▸ **Tasks to carry out**:
• A. Using the blog post about walking, decide whether each statement agrees with it: (i) The writer is always mobile in dreams. (ii) Rubye Jack now walks everywhere. (iii) Marylinn Kelly lived in D.C. for a long time. Answer yes or no for each and quote the words that settle it.
• B. In the blog post about walking, what reason does Marylinn Kelly give for Kalman's drawing?
• C. Write the next part of the blog post about walking, picking up after its final line.

# start of Selected excerpt

Saturday, October 6, 2012

Walking in my dreams

Maira Kalman, with her words and paintings, animates the snapshot moments that speak of how our lives exist in stand-alone compartments that may or may not seep from yesterday and into tomorrow.  One of my failings or gifts is looking for and, mostly, finding a Bigger Picture, a context within which there is meaning and portent in anything from (I exaggerate) a toothpick to bending the space/time continuum.  At the same time, I have come to know that some experiences are simply gems, cut unlike any other and residing in solitary perfection on the pedestal of a day, an hour.  They have no history, no expectation, they just are and our only work is to love and savor them as that.

Ms. Kalman walks and tells us why.  My response to this is bittersweet, as walking for me is a challenge mostly beyond my capability, at least for today.  Getting about inside my home and for necessary increments here on our apartment grounds is hard work, done because it is what there is.  In my dreams I am always mobile, agile, ageless.  I move from here to there with ease and I dance and climb lighthouse stairs, stand in lines and in conversation at parties.  I miss walking, which was transportation for many periods of my life.   I miss seeing what one sees when afoot, I miss the freedom of pace, the discoveries of which Kalman speaks.  How do we find that mind-clearing motion when walking is not one of the choices?  When not present to absorb and interpret, first-hand, the neighborhood and the directions in which it expands, how do we release the mind to travel as a passenger, an observer, and not the museum tour guide deconstructing - or enhancing - each object viewed?  There must be a way.  I want to find it.


12 comments:

Elizabeth said...

Thank you for posting that -- I really loved it. I have several of Kalman's books -- what an incredible sensibility she has --

Rubye Jack said...

I was just thinking about walking today. I'm back in the town I grew up in and I was remembering how we used to walk everywhere. Then in college (same town), we started riding bicycles plus walking. It was nothing; just what we did. Today I drive everywhere. I miss walking.

Marylinn Kelly said...

Elizabeth - Thank you. Because she thought she couldn't write, she drew...aren't we fortunate someone told her she could do both? She always refreshes me. xo

Marylinn Kelly said...

Rubye - I miss walking. With the bus for longer distances, walking was the way to get to school, to friends' houses, to church, to the market, the library, the soda fountain, dance lessons, even the movies. Living briefly in D.C., I got to walk a bigger city and found so much (depending on the weather) within walking distance. I'm glad that my dreams still have me mobile. I'll take that as a good sign. xo

T. said...

# end of Selected excerpt
# start of Extracted records

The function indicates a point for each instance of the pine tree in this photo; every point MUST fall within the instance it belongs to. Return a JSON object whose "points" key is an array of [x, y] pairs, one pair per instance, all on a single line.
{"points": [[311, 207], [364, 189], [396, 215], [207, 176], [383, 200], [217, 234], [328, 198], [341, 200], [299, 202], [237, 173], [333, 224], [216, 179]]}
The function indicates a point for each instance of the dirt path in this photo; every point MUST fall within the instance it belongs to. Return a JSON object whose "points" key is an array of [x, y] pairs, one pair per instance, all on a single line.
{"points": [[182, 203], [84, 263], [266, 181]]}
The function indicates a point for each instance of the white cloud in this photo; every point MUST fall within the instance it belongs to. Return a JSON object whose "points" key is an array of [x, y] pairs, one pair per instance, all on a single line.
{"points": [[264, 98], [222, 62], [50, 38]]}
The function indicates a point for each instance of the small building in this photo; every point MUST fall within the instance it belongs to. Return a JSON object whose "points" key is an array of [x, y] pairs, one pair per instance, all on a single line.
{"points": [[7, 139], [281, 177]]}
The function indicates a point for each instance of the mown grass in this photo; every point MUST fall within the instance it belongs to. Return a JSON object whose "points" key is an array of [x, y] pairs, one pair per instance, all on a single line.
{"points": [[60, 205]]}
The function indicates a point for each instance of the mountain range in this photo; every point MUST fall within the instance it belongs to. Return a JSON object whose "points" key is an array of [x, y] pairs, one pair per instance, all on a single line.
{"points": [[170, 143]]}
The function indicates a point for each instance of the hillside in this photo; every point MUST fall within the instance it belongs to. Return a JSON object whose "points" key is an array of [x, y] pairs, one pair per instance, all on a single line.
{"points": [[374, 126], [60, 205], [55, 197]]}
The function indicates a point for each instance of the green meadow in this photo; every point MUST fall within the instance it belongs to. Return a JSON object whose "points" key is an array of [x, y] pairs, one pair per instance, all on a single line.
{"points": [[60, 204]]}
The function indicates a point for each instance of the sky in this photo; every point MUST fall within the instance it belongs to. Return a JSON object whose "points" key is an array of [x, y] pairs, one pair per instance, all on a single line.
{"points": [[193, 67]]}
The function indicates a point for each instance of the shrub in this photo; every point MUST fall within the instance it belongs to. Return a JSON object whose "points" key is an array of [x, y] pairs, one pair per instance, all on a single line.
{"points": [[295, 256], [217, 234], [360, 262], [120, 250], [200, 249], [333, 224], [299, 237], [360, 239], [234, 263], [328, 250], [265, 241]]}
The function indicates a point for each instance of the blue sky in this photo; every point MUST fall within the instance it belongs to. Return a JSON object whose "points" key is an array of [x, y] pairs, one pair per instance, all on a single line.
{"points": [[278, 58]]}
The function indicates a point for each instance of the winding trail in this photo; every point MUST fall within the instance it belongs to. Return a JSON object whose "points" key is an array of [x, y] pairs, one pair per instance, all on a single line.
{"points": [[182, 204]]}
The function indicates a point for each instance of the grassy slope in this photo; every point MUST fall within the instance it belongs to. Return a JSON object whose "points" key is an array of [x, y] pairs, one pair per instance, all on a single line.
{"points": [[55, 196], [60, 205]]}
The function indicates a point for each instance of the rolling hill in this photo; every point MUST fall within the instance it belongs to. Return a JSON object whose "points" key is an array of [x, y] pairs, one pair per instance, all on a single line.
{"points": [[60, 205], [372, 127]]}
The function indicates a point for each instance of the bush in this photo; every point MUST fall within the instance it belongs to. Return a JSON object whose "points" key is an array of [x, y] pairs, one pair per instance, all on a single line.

# end of Extracted records

▸ **The replies**:
• A.
(i) Yes: "In my dreams I am always mobile, agile, ageless."
(ii) No: "Today I drive everywhere."
(iii) No: "Living briefly in D.C."

• B. She drew because she thought she couldn't write.

• C.
Marylinn, I took a break from working on my manuscript to read blogs, and read this post & listened to the video. I was stuck trying to come up with a title, so I walked around the block. Nothing came to me, so I started to walk around again, and stopped and sat for a while on a bench, just ruminating. Decided to turn back home, and when I got there, my neighbor/friend was sitting on my front steps using my wi-fi. I told her my dilemma, ran some titles past her, and she gave me some input. The result: I now have a title for the MS, and it's already in the mail to a press who requested to read it.

I can't thank you enough for contributing in such a positive way to the evolution of what I hope will be my first book.

Your post made me think seriously about the fact that I take walking for granted, something which I'll never do again.

Bless you.

xo

Antares Cryptos said...

Kalman, walking, art and thinking.
Made my day.;)

Marylinn Kelly said...

T. - Your first book! I hope so, too. It sounds as thought the groundwork has been done. Thank you. So many things we must remember not to take for granted. Wishing you great success. The right title is a very good sign. xo

Marylinn Kelly said...

Antares - Yay! She only gives us her best, lucky us. xo

Penelope said...

You have one of the most mobile minds I know of, Marylinn. It's out there walking, as far as I can tell. Thanks for sharing from it.

Marylinn Kelly said...

Penelope - Thank you. I could not have asked for a compliment that would please me more. It does get about as best it can, often wandering very, very far. xo

37paddington said...

Marylinn, well, now I am in tears because that second graph illuminated how I think my mother, for whom walking has become very difficult, must feel and I am grateful, only that, to be allowed inside that experience.

And the writing of it is simply exquisite.

Marylinn Kelly said...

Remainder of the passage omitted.